======== Texto de origem ========

Certo. Então vamos ao que o leitor não sabe...

  1. O certame de 2021 distribuiu, para produtores brasileiros, um total de 42 comendas. Para conferir, faça assim: vá neste endereço, selecione "year" (ano) 2021 e "country" (país) Brasil. Contudo, foram conferidas ao todo 179 medalhas de Platina, 635 de Ouro, 5.607 de Prata e 8.332 de Bronze, totalizando a bagatela de 14.753 medalhas outorgadas para os 18.094 participantes. Vemos que... 81.53% dos vinhos inscritos ganharam medalha ou comentário! Na escola do primário, era mais ou menos assim: bastava participar para receber um certificado. Lembra daquele menino espoleta (sic) da sua classe? Aquele tirava 80 de bom comportamento... do restante, todo mundo tirava 100...
  2. O Brasil está presente nesse concurso desde 2008, quando abocanhou um comentário favorável, e conquistou a primeira medalha em 2012, tendo acumulado desde então 322 medalhas ou menções.
  3. O Chile - país no qual este articulista gosta de bater, em função dos preços exorbitantes de seus vinhos e que, como digo, é o mais desimportante dentre os produtores importantes - está lá desde 2007 com medalhas de prata e acumula um total de 6.733 medalhas ou menções(!).
😅 Chu-pa, Bra-sil! 😂

   Então vejamos: o mais desimportante dos produtores possui, grosso modo, 23.7 vezes mais medalhas  ou menções do que nós. Veja só: 23.7x. E eu castigo os importadores porque suas margens mal excedem 4x ou 5x o valor do vinho lá fora. Eu sou um canalha, não é mesmo?

   O resultado preliminar desta postagem é a constatação de que a matéria tenta superestimar feitos mínimos alcançados pela nossa indústria, elevando a suposta qualidade do vinho nacional a um patamar pouco condizente com sua qualidade. A indústria está de parabéns pelos seus esforços, apesar de pouco profícuos. Pesquisar é o caminho, assim como debater sem paixões ajudará no aprimoramento do processo como um todo. Mas se ainda não ficou claro, caro leitor, esteja alerta, porque estão tentando enganar você. E como vimos alguns leitores - aparentemente de boa fé - caem na ladainha. É assim que anda nosso mercado interno de vinhos: importadores querem enganar você. Produtores querem enganar você. Muitos e muitos formadores de opinião (sic) querem enganar você. Cuide-se. E, como sempre, wine-searcher neles!

   A postagem está longa. Farei a parte 2, comentando um pouco mais. Não postarei comentários não identificados. O debatedor está obrigado a enviar nome e telefone (que será removido para publicação na seção de comentários), e entrarei em contato com ele para certificar-me de quem seja.

======== Informações ========

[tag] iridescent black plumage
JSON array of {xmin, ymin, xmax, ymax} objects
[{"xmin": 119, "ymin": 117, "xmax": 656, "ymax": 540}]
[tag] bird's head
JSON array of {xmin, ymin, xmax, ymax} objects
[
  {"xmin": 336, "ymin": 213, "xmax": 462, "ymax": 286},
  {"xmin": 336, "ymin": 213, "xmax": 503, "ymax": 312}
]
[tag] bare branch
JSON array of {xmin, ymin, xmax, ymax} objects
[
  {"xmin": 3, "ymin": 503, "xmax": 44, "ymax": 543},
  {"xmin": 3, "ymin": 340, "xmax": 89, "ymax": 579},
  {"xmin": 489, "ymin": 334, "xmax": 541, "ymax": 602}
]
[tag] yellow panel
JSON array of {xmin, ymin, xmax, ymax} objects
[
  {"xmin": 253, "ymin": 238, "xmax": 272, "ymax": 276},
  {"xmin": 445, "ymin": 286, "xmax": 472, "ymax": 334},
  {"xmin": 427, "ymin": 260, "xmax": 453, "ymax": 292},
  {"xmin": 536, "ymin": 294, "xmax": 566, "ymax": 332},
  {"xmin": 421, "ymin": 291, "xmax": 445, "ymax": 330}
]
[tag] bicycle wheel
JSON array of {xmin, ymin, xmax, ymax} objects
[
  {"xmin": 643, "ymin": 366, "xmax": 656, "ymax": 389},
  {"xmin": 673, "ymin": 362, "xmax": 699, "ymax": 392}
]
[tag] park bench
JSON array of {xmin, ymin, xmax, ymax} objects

========

*O que se pede*
Responda com base no texto sobre o concurso de vinhos:
(a) Quantas comendas os produtores brasileiros receberam no certame de 2021?
(b) Em que ano o Brasil conquistou sua primeira medalha nesse concurso?
(c) Quantas medalhas ou menções o Chile acumula no total?

*Resposta da tarefa*
(a) 42 comendas.
(b) Em 2012.
(c) 6.733 medalhas ou menções.